## SOURCE DOCUMENT
···
I do not disagree that your leg position might be your saddle. But before you run out and buy a new saddle (unless you want to, who am I to suggest not buying new tack, new tack is wonderful) you might want look to see if there are other factors making you feel like you are tipping.

I wonder if you are pinching with your knee when you post? That could be making a pivot point at your knee, which makes your lower leg slide back and your upper body feel like it is tipping forward, you compensate by shoving your leg forward.


----------



## stormyweather101 (Nov 9, 2009)

this is *not* a fix to your problem, but tie your stirrups to your girth one day so you can get a feel of the muscles you use when you have the correct position with your legs and that will help you muscle memory so you can know and feel when you have the right leg position when you untie the stirrups. its really helped me keep a good leg position while riding.


----------



## Alwaysbehind (Jul 10, 2009)

Stormy, I did that more than once in life. It is very helpful. 

Just not the safest thing to do.


----------



## stormyweather101 (Nov 9, 2009)

that you always its a lifesaver for me right before shows!


----------



## Angel_Leaguer (Jun 13, 2008)

So when you tie them are you saying not use them? I have been throwing the irons up over her neck to learn to balance without irons and to post and strengthen my legs. Bareback riding has been helpful too 

Thanks everyone for the help!


----------



## stormyweather101 (Nov 9, 2009)

The best part about this exercise is you get to keep them! You tie the part that usually lies against the horses stomach to the girth and just put your footin it like normal and ride! simple as that! then once you think you have a feel for it, you take em off and see how it goes!


----------



## Angel_Leaguer (Jun 13, 2008)

stormyweather101 said:


> The best part about this exercise is you get to keep them! You tie the part that usually lies against the horses stomach to the girth and just put your footin it like normal and ride! simple as that! then once you think you have a feel for it, you take em off and see how it goes!



Cool, I am going to have to try that. Thanks


----------



## wild_spot (Jan 30, 2008)

Just be wary - I have a friend who's intructor did this with her, but did it to excess. She now has trouble finding a natural leg position - Her legs gravitate to far in toward the girth.


----------



## Alwaysbehind (Jul 10, 2009)

I agree, wild_spot. It is not something to do time and time again. It is just something to do to get a feel for where your legs should be. Some people need to know what the right spot feels like.


----------



## sandsarita (Jan 20, 2008)

Angel Leaguer - I know this post is a little old, but thought I might help. And I'm not trying to be rude, but this is all coming from an former wester rider who is now riding H/J/HUS/HSE, so hopefully I can relate a bit. 

Mainly, you are riding like a western pleasure rider in an english saddle. The style of the saddle is fine. For HUS and HSE, you do not want a all-purpose saddle or a dressage saddle, you want a close contact or jumping style. I have been showing in a collegiate that I won years ago. My trainer and I have been trying out saddles for me, trying to figure out what fits me best. Brands we have tried have included Antares, Hermes, and luckily the one that puts me in the best postion is the crosby prix de nations. All more forward seat jumping saddles.
···
## EXTRACTED ENTRIES
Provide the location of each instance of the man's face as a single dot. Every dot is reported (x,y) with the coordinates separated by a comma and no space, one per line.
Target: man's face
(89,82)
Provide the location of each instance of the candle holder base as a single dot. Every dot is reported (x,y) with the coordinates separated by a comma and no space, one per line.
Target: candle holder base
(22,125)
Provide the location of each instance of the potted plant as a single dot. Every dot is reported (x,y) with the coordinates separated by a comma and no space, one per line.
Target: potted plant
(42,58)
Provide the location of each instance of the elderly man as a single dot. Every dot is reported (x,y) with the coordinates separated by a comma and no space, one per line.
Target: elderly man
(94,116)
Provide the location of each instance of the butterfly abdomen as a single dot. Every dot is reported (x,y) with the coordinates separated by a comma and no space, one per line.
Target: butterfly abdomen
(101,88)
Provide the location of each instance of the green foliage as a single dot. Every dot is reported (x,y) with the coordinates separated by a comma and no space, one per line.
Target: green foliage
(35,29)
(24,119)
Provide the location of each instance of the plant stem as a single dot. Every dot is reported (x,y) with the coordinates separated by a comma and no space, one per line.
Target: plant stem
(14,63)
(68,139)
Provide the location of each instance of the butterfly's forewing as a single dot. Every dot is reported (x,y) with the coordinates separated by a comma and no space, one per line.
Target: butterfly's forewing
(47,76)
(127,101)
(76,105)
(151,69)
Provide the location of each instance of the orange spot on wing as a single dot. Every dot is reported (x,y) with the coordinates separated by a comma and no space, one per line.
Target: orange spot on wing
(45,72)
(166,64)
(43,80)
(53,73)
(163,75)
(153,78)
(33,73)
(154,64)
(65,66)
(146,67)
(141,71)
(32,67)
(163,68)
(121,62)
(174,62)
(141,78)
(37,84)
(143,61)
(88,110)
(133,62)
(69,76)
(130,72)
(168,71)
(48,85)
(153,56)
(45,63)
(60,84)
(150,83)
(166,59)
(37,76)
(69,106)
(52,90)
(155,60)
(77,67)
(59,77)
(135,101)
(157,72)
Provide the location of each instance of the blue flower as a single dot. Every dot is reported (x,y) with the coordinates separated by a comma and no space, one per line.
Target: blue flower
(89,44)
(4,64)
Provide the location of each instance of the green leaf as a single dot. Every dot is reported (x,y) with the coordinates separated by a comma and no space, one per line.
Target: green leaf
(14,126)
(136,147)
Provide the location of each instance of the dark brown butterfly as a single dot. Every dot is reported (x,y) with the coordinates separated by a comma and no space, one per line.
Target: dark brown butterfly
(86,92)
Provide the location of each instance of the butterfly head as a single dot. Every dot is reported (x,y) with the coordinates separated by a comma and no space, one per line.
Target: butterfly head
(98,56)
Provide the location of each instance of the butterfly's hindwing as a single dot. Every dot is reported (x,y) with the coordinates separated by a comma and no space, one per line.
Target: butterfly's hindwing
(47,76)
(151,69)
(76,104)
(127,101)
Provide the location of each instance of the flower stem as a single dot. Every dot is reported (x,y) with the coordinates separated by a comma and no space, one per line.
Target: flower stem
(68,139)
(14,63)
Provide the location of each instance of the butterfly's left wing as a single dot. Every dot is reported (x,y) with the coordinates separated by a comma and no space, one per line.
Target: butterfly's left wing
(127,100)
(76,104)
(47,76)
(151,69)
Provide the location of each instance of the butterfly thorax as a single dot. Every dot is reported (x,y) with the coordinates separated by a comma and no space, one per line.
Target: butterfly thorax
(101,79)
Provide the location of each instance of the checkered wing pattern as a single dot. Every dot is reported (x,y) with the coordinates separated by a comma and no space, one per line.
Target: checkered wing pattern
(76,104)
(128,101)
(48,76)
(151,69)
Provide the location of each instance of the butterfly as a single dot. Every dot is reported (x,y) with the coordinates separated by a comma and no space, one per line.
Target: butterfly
···
## PARTS OF THE EXERCISE
#1 Answer these questions from the riding thread:
(a) According to stormyweather101, what should the stirrups be tied to?
(b) What has Angel_Leaguer been throwing up over the horse's neck?
(c) Which saddle does sandsarita say puts them in the best position?
#2 Reproduce the passage of the riding thread that begins at the words "this is *not*" and stops after "thing to do.".
The material has no connection to the riding thread.

## ANSWERS TO THE EXERCISES
#1
(a) The girth.
(b) The irons.
(c) The Crosby Prix de Nations.

#2
this is *not* a fix to your problem, but tie your stirrups to your girth one day so you can get a feel of the muscles you use when you have the correct position with your legs and that will help you muscle memory so you can know and feel when you have the right leg position when you untie the stirrups. its really helped me keep a good leg position while riding.


----------



## Alwaysbehind (Jul 10, 2009)

Stormy, I did that more than once in life. It is very helpful. 

Just not the safest thing to do.